§ WHAT TO PRODUCE
Copy the lines below word for word, skipping any image.

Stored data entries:
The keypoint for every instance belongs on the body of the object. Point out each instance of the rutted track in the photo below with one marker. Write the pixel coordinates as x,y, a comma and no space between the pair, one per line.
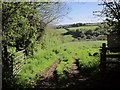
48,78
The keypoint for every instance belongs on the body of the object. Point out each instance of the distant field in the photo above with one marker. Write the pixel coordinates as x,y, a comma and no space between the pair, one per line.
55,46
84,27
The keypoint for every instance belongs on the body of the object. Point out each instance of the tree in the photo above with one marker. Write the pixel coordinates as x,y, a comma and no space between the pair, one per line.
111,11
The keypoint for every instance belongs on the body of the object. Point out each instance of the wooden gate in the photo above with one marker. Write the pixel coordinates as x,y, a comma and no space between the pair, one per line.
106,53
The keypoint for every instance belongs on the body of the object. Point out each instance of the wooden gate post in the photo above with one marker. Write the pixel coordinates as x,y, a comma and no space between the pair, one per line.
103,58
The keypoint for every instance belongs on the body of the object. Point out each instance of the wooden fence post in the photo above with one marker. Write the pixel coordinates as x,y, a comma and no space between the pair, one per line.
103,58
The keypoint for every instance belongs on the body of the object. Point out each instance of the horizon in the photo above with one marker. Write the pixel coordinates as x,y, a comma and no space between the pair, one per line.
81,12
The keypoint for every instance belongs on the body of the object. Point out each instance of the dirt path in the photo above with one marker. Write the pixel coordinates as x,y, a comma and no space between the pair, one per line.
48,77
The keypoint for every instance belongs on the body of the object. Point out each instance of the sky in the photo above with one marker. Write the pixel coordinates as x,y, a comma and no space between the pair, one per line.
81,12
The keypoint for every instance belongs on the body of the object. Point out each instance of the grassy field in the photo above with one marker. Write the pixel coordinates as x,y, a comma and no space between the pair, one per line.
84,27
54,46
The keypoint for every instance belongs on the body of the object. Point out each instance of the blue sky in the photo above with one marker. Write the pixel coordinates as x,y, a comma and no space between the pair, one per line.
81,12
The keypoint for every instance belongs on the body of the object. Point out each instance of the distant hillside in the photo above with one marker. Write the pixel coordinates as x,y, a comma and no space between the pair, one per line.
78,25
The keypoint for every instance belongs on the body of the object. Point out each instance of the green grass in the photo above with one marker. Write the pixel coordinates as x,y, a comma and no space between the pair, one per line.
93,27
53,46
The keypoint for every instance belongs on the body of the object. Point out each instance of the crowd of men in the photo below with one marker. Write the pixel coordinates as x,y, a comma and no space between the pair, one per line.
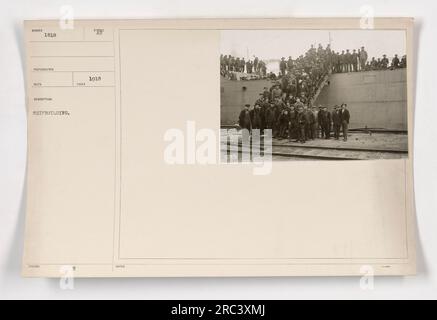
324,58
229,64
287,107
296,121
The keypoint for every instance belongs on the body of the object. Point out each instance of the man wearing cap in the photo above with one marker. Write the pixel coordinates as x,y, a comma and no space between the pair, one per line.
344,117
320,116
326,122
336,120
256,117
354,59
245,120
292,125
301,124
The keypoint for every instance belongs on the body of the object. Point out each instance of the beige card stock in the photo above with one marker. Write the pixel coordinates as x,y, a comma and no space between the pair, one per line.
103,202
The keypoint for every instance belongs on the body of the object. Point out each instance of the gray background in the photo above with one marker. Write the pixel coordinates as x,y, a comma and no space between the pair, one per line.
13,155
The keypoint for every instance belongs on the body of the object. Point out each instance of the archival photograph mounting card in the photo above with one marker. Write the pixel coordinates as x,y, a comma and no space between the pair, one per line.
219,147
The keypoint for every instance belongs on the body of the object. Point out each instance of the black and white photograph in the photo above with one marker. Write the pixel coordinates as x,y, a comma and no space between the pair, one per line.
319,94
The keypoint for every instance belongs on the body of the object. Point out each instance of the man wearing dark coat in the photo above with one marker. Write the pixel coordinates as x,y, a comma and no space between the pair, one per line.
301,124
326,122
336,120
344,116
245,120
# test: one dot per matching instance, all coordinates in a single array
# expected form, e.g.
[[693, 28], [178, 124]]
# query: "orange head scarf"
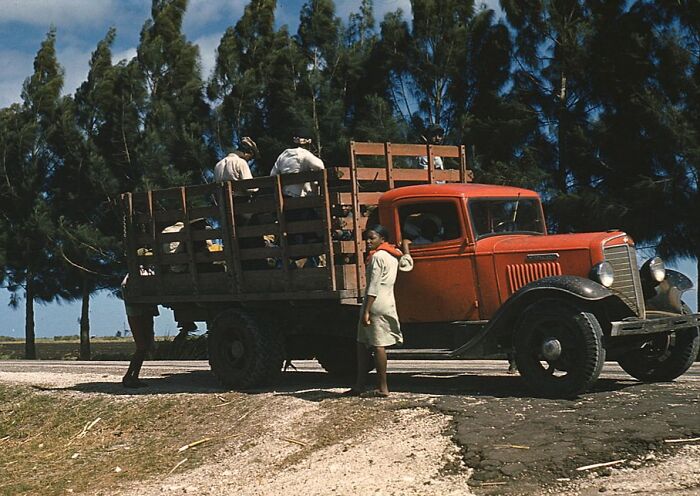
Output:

§ WRITTEN SOLUTION
The keypoint for every instance belongs on the body of the object. Point out each instance of the rutted track in the photo below with one marker. Write the pixel coordinates as x,y, a comma and no space between the pair, one per line.
48,78
The keypoint for every instance belongs on the body of the object. Point out each instance of the distant field in the photo above with one marker. Write the pixel coordinates as x,y, a comma and no space between the pair, one per line.
55,46
84,27
The keypoint for every instance belongs on the body of the object. Point out each instance of the tree in the photo above with one marker. Write the pixel coordinates as x,y, a comma and no space between the pair, one per line.
111,11
The keypoint for every instance belongs on the body of the object. Point out each instance of the wooden gate in the photo above with one marker. Write the pixel coordinates as x,y, a comma and no space between the pair, one per line.
106,53
The keypoint for every instance belongs on the body of the object. Point out each instance of the wooden gate post in the photo above with one marker. Write the pixel coordinates as x,y, a comma and no space between the pair, one per line.
103,58
The keypoint for every instance belongs on the body of the object. Point out each instance of the wooden fence post in the photo above with one marker. Write the pixel coordinates as x,y, a comma and no space between the pair, one per line.
103,58
The keypoint for every instance belongs on the body of the object. Point out each instance of the horizon in the photo above with one marker. Write the pixel coordinates as x,y, a comma and no space between the pair, one per line.
81,12
The keypoint for every instance belongs on the body of the object. Point out each instance of the dirt path in the photo above with one marker. Write the pixel coordinates as x,y, a comma and no space between the pair, one per line.
48,77
The keypoint for every instance belongs on the body of the object. Point out each instance of the sky in the photo above with one marker. Write the pixel coordinates as x,y, a comma and no space between the pair, one per line.
81,12
The keypoint for every instance belongs on the body of the object. Point out each instance of the grassy field in the photo above with one marker. Write the pixel coordinates as x,y, a comma and no space between the pair, one per line.
84,27
54,46
The keypoint for every instance belongs on the body of the object. Point out each instance of the blue sky in the photo above with one marker. Write the pixel coordinates as x,y, a comma and no space between the pair, one per line.
81,12
The keypoint for every instance belongs on the body of the object. Point out each instance of the distant hillside in the photo above with one marker. Write the pixel coordinates as x,y, a comma and no space between the pair, one per line.
78,25
The keypoint for every instance belongs on the body of the object. Point out each instance of the green grass in the photo above with one marker. Write the pixel coordinates as x,y, a comma and no space between the pair, one per line.
93,27
53,46
The keypoint for every instance belongs on the body of the object. Point out each instance of the crowd of men in the photo below with one marker. Write the pixel coordinates as x,y, a comma and no space between the pair, one per line.
324,58
229,64
287,107
296,121
The keypoint for every instance belongs on the body of the object. Point out each instance of the man wearing cap in the photo above with one marker. Write the pixel coordinates as x,y, a comma and no space between the pair, one per line.
344,117
320,116
326,122
336,120
256,117
354,59
245,120
292,125
301,124
The keypoint for every instance belongs on the body of the object. Point out each instance of the beige card stock in the photo above with one marker. Write the pixel coordinates as x,y, a comma and no space between the pair, one per line.
103,202
The keypoint for every instance belongs on the body of the object. Point out each instance of the gray background in the photo above with one marker. Write the pixel coordinates as x,y, a comma and no space between the pair, one per line.
13,155
The keypoint for every instance belongs on the body of the object. Point out each instance of the archival photograph mounting card in the photo above with one marker. Write the pixel coordinates as x,y, a comma and no space between the pair, one per line.
219,147
The keypoint for every instance belongs on the body of the object. Point out each instance of the black and white photograph in the photo above with one marker. Write the pixel coordinates as x,y, a comma and no space between the pair, one per line.
319,94
The keypoint for every instance belongs on the body of the object. Point out each instance of the man wearing dark coat in the photo above with one marker. Write the pixel coordinates as x,y, a comma and no space between the pair, one per line.
301,124
326,122
336,120
344,116
245,120
# test: one dot per matching instance, all coordinates in a single array
# expected form, e.g.
[[693, 28], [178, 124]]
# query: "orange head scarf"
Output:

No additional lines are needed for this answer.